You recently got back to the US after touring Europe with the Como Mamas. What was that experience like? What were some of the highlights?

It was really wonderful.  I didn’t know I was going on this tour until about two weeks before we left.  It was a month-long tour, and the guy who’s been playing guitar for them couldn’t do it because of a scheduling conflict.  I was the substitute guitar player.  Their drummer – Wallace Lester – is a guy I’ve played with for years.  He’s a Mississippi guy, and I lived in Oxford for about ten years.  He and I played in several bands.  That’s how it came together.

I had never heard of the Como Mamas until they started showing up on social media this year.  Have they been around a while? 

I had seen the a few times when I lived in Mississippi.  Initially, Daptones Records did this compilation called Como Now.  It was revisiting that community.  Alan Lomax had done these field recordings there in the 1950s, when he discovered Fred McDowell.  So the Daptone compilation was an attempt to revisit and recapture some of that same material.  The Como Mamas were one of several groups on that initial release.  They followed it up with an a-capella record, which is the way they had always sung.  Then recently they put out a record with a backing band.  Some Daptone session guys from New York.

Is that the one that came out this year?

Yeah.  It’s called Move Upstairs.  It’s a good record.  I hadn’t listened to it much, but then I got asked to do this job.  So I had to go do my homework [laughs].  It’s a great record, and they were really fun to travel with.  It was also fun to work out my gospel guitar chops as well.  I hadn’t done that in a few years. 

How did the tour go?  

The tour was really fun.  I had to do some quick improvising because I’d never played with them before.  We didn’t have a rehearsal at all before we started the tour.  The first night – I think we were in Belgium – I had maybe a ten-minute soundcheck, and then it was on [laughs]. 

That was kind of wild, but I was familiar with their repertoire.  I had played gospel guitar before, with Reverend John Wilkins for several years.  He’s a Memphis/North Mississippi gospel blues musician.  His father was Robert Wilikins who had recorded back in the 20s and 30s.  He was a blues man in his younger days but then got the call to preach and do religious material.  He was rediscovered in the folk revival of the 1960s.  So I had played with his son, and we put out a record on Fat Possum and did a little bit of touring. 

It had been a few years since I’d been a guitar player in someone else’s band.  But there was a lot of overlap between Reverend Wilkins’ music and the Como Mamas.  Reverend Wilkins’ church is in Como, so that was another connection.  Como, Mississippi is where Fred McDowell was from.  Two of the women in the Como Mamas remembered him.  They grew up under him and that whole scene.  Osa Turner.  Napoleon Strickland.  All those great blues musicians in that part of the world.  

When I think of gospel music, I don’t think of Europe.  How did the crowd react to this regional music from the Southern United States?

▶ Stated problem 1
Sum up the interview in two sentences.
▶ Stated problem 2
Name every person mentioned in the interview's answer that starts "It had been a few years."
▶ Stated problem 3
Transcribe the interview word for word between "The tour was" and "bit of touring.", inclusive.
The records have nothing to do with the interview.

▶ Data rows
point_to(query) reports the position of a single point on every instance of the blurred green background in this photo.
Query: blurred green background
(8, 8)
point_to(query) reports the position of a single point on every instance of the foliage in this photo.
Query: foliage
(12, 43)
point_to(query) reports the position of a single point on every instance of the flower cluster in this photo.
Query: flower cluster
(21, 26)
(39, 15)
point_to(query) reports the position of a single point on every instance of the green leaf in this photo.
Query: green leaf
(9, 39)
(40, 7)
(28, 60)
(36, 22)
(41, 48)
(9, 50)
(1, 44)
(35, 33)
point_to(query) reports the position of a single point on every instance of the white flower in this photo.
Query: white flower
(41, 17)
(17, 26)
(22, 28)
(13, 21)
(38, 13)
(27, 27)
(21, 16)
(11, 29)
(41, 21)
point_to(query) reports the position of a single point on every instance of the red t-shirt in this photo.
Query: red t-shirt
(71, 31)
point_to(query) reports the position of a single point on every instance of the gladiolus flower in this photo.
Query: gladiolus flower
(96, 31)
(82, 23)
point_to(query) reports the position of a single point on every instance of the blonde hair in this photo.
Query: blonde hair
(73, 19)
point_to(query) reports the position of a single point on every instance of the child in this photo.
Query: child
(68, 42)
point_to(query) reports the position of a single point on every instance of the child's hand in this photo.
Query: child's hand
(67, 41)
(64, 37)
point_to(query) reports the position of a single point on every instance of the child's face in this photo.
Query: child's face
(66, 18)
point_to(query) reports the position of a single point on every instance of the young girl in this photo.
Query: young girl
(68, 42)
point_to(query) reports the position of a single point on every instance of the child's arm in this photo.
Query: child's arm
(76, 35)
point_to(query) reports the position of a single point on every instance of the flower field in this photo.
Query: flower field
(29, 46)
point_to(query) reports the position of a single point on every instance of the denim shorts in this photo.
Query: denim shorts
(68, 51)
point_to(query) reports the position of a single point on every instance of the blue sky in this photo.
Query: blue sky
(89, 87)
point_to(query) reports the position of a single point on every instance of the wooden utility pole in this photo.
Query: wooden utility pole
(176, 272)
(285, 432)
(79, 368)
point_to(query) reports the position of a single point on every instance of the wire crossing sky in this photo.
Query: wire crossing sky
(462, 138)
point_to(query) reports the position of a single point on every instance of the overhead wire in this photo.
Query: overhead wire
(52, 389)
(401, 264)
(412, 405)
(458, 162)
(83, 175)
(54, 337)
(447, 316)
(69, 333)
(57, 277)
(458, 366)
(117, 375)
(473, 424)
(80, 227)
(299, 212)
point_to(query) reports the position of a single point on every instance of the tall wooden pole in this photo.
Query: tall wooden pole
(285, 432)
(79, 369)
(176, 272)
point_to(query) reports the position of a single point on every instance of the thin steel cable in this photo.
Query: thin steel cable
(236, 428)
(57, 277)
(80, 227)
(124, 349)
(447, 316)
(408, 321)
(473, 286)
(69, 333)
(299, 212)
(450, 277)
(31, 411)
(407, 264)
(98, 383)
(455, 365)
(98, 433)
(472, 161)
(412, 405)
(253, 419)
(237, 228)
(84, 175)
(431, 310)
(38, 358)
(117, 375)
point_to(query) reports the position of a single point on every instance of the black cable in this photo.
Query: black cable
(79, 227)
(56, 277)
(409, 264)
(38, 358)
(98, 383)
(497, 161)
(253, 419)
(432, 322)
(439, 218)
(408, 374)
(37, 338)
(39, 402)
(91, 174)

▶ Written response 1
The speaker joined the Como Mamas as a substitute guitar player for a month-long European tour about two weeks before it started and played with no rehearsal. The speaker also describes the group's records with Daptone, including Move Upstairs, and links to earlier gospel work with Reverend John Wilkins, whose church is in Como.

▶ Written response 2
Reverend Wilkins, Fred McDowell, Osa Turner, Napoleon Strickland

▶ Written response 3
The tour was really fun.  I had to do some quick improvising because I’d never played with them before.  We didn’t have a rehearsal at all before we started the tour.  The first night – I think we were in Belgium – I had maybe a ten-minute soundcheck, and then it was on [laughs]. 

That was kind of wild, but I was familiar with their repertoire.  I had played gospel guitar before, with Reverend John Wilkins for several years.  He’s a Memphis/North Mississippi gospel blues musician.  His father was Robert Wilikins who had recorded back in the 20s and 30s.  He was a blues man in his younger days but then got the call to preach and do religious material.  He was rediscovered in the folk revival of the 1960s.  So I had played with his son, and we put out a record on Fat Possum and did a little bit of touring.